**WHAT YOU HAVE TO DO**: Return each line of the data that follows exactly as it reads.

Items listed in a dataset
-- Opening Marker --
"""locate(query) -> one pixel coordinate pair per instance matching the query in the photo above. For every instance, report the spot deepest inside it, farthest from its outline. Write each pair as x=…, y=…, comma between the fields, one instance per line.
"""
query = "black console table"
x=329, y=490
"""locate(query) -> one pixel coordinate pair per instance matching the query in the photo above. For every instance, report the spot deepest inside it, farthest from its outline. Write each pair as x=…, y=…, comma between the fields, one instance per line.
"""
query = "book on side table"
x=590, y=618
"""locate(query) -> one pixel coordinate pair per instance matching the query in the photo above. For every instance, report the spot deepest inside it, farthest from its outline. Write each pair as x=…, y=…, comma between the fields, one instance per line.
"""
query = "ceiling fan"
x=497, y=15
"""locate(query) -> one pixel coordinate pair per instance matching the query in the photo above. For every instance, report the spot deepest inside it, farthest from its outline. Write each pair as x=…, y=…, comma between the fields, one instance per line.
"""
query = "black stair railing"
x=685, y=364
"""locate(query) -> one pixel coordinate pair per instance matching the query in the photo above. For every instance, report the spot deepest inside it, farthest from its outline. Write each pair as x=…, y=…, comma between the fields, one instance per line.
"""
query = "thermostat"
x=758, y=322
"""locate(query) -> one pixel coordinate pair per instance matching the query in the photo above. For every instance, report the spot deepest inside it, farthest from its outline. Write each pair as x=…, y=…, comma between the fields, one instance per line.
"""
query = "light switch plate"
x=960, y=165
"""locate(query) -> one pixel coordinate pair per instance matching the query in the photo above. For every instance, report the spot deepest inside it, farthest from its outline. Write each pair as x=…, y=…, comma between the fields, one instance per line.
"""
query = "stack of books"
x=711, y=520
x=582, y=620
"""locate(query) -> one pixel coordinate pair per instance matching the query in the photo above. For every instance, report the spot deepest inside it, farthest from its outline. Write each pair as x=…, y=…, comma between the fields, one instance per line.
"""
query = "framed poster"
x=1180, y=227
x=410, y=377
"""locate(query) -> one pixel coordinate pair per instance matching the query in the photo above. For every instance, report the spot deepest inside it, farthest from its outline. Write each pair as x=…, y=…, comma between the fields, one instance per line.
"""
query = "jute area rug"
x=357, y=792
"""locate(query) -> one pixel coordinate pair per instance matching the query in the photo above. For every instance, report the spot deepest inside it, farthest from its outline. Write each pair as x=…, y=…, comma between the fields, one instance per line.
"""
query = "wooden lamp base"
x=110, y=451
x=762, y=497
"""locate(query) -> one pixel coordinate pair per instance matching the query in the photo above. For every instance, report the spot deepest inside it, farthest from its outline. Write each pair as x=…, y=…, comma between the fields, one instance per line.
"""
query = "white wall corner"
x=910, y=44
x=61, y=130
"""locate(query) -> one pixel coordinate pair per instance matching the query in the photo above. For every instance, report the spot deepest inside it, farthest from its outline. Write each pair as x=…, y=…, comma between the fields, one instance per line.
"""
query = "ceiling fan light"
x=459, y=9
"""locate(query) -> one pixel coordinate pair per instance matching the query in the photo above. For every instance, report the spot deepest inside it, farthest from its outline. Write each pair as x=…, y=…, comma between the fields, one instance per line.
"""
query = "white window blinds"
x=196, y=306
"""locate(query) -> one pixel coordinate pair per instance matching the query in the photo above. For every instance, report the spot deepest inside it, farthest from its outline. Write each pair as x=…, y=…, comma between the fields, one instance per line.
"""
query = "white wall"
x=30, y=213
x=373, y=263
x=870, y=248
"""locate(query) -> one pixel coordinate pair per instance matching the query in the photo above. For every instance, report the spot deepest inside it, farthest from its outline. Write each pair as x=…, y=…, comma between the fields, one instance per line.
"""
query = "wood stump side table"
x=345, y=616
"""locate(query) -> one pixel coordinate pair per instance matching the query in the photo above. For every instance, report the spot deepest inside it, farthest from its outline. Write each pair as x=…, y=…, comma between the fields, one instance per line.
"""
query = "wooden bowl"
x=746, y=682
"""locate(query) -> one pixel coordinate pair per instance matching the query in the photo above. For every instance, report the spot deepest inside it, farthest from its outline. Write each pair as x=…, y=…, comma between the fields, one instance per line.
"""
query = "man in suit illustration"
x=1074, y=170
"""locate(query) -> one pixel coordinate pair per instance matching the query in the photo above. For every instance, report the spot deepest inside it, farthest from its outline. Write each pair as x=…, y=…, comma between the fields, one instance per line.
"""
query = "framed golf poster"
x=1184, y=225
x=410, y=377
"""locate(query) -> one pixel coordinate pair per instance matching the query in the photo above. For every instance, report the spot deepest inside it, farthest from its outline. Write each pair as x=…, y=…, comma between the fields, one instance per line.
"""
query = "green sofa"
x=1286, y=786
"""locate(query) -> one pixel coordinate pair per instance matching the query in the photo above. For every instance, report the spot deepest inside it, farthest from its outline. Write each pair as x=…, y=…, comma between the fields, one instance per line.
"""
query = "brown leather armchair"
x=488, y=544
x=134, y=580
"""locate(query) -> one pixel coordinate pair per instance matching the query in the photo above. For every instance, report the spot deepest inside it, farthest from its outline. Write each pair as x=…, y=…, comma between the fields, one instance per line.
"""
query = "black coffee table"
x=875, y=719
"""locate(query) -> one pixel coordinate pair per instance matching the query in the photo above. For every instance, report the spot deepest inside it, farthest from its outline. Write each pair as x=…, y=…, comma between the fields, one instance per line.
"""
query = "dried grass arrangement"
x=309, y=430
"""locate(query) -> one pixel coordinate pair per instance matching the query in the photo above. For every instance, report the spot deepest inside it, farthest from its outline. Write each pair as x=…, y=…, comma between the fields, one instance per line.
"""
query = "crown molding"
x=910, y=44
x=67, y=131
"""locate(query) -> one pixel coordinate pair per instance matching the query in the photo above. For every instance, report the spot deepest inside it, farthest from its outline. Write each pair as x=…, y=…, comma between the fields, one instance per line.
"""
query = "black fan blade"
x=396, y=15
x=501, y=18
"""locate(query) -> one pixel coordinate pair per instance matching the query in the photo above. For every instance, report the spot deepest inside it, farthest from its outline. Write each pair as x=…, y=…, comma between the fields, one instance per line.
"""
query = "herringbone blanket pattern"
-- Closing Marker --
**EXERCISE SOLUTION**:
"""locate(query) -> one pixel coordinate pair per instance matching the query in the photo above. For every instance, report the spot deepest inside it, farthest from its outline. Write each pair as x=…, y=…, comma between the fields, one instance per line.
"""
query = "black console table"
x=329, y=490
"""locate(query) -> one pixel coordinate pair per instance matching the query in the photo above. For every instance, report the spot deepest inside it, farthest from its outline. Write each pair as x=…, y=…, comma between the fields, one instance per line.
"""
query = "book on side table"
x=590, y=618
"""locate(query) -> one pixel coordinate pair per instance matching the query in the photo above. For every instance, report the spot deepest inside it, farthest from its outline. Write each pair as x=…, y=…, comma between the fields, one instance per line.
"""
query = "ceiling fan"
x=497, y=15
"""locate(query) -> one pixel coordinate pair per instance matching the query in the photo above. For every instance, report the spot deepest inside it, farthest from its outline. Write each pair as x=…, y=…, comma between the fields, one instance per line.
"""
query = "black stair railing"
x=685, y=364
"""locate(query) -> one pixel coordinate pair per instance matching the query in the photo above. For every instance, report the spot deepest inside it, farthest from its outline. Write each pair as x=…, y=…, comma between the fields, one instance per line.
"""
query = "thermostat"
x=758, y=322
"""locate(query) -> one pixel coordinate pair per instance matching the query in the photo above. For every instance, report the spot deepest inside it, farthest from its outline. Write each pair as x=…, y=…, comma between the fields, one instance per line.
"""
query = "light switch plate"
x=960, y=165
"""locate(query) -> one pixel coordinate pair per instance matching the query in the photo above. For every instance, report the spot deepest inside it, farthest from its outline. Write each pair as x=…, y=…, comma between the fields, one instance per line.
"""
query = "stack of books"
x=711, y=520
x=582, y=620
"""locate(query) -> one pixel coordinate pair per instance matching the query in the photo above. For every instance, report the spot deepest inside it, farthest from its outline. Write each pair as x=…, y=…, comma between the fields, one instance per line.
"""
query = "framed poster"
x=1180, y=227
x=410, y=377
"""locate(query) -> one pixel coordinate pair per instance matching the query in the photo above. For every instance, report the spot deepest inside it, farthest from its outline. Write each pair as x=…, y=…, comma between the fields, one instance per line.
"""
query = "jute area rug"
x=357, y=792
"""locate(query) -> one pixel coordinate pair per instance matching the query in the photo above. For every instance, report the spot deepest inside it, farthest from its outline. Write each pair as x=…, y=…, comma between the fields, one instance per line.
"""
query = "wooden lamp base"
x=110, y=451
x=762, y=497
"""locate(query) -> one pixel coordinate pair per instance matching the query in the photo above. For every instance, report the spot deepest inside it, farthest from its outline. Write each pair as x=…, y=…, comma between the fields, one instance per line.
"""
query = "white wall corner"
x=910, y=44
x=61, y=130
"""locate(query) -> one pixel coordinate pair per instance matching the query in the photo above. For every instance, report the spot deepest inside it, farthest from its outline. Write each pair as x=…, y=…, comma between the fields, one instance per line.
"""
query = "ceiling fan light"
x=459, y=9
"""locate(query) -> one pixel coordinate pair per instance matching the query in the photo above. For every instance, report the spot deepest inside it, farthest from its outline. Write each pair as x=…, y=…, comma between the fields, one instance per line.
"""
query = "white window blinds"
x=196, y=306
"""locate(query) -> one pixel coordinate pair per instance matching the query in the photo above. For every instance, report the spot deepest inside it, farthest from its outline. Write each pair as x=…, y=…, comma between the fields, one instance per line.
"""
query = "white wall"
x=30, y=213
x=373, y=263
x=870, y=248
"""locate(query) -> one pixel coordinate pair per instance matching the query in the photo above. For every instance, report the spot deepest inside it, farthest from its outline. Write each pair as x=…, y=…, comma between the fields, one instance per line.
"""
query = "wood stump side table"
x=345, y=616
"""locate(query) -> one pixel coordinate pair per instance matching the query in the photo above. For every instance, report the spot deepest inside it, farthest from its outline. Write each pair as x=…, y=…, comma between the fields, one instance per line.
"""
query = "wooden bowl"
x=746, y=682
"""locate(query) -> one pixel coordinate pair per instance matching the query in the photo above. For every instance, report the spot deepest inside it, farthest from its outline. Write each pair as x=…, y=…, comma between the fields, one instance per line.
"""
query = "man in suit illustration"
x=1074, y=170
"""locate(query) -> one pixel coordinate pair per instance matching the query in the photo above. For every instance, report the spot deepest inside it, farthest from its outline. Write each pair as x=…, y=…, comma between the fields, one instance per line.
"""
query = "framed golf poster"
x=1184, y=225
x=410, y=377
"""locate(query) -> one pixel coordinate pair per instance matching the query in the photo above. For every instance, report the spot deepest inside it, farthest from its outline. Write each pair as x=…, y=…, comma between the fields, one instance per line.
"""
query = "green sofa"
x=1286, y=786
"""locate(query) -> one pixel coordinate pair per instance matching the query in the photo above. For every instance, report the spot deepest inside it, farthest from its outline. Write each pair as x=…, y=…, comma between the fields, one instance per line.
"""
query = "brown leather armchair"
x=488, y=544
x=134, y=580
"""locate(query) -> one pixel coordinate pair per instance matching the query in the photo above. For every instance, report the spot deepest inside it, farthest from its outline. Write each pair as x=…, y=…, comma between the fields, one instance per line.
"""
query = "black coffee table"
x=875, y=719
"""locate(query) -> one pixel coordinate pair per instance matching the query in the photo above. For every instance, report the spot deepest inside it, farthest from its outline. Write each pair as x=…, y=…, comma between the fields, one instance per line.
"""
query = "dried grass arrangement"
x=309, y=430
"""locate(query) -> one pixel coordinate pair per instance matching the query in the photo above. For every instance, report the spot deepest inside it, farthest from its outline. Write each pair as x=…, y=…, comma between the fields, one instance per line.
"""
query = "crown molding"
x=910, y=44
x=67, y=131
"""locate(query) -> one pixel coordinate pair per instance matching the query in the photo above. For every instance, report the spot deepest inside it, farthest from its outline. Write each pair as x=…, y=…, comma between the fields, one instance per line.
"""
query = "black fan blade"
x=396, y=15
x=501, y=18
"""locate(query) -> one pixel coordinate pair per instance matching the query in the photo above. For every instance, report the spot deepest inside it, farthest from its outline. Write each pair as x=…, y=…, comma between the fields, one instance per line.
"""
query = "herringbone blanket pattern"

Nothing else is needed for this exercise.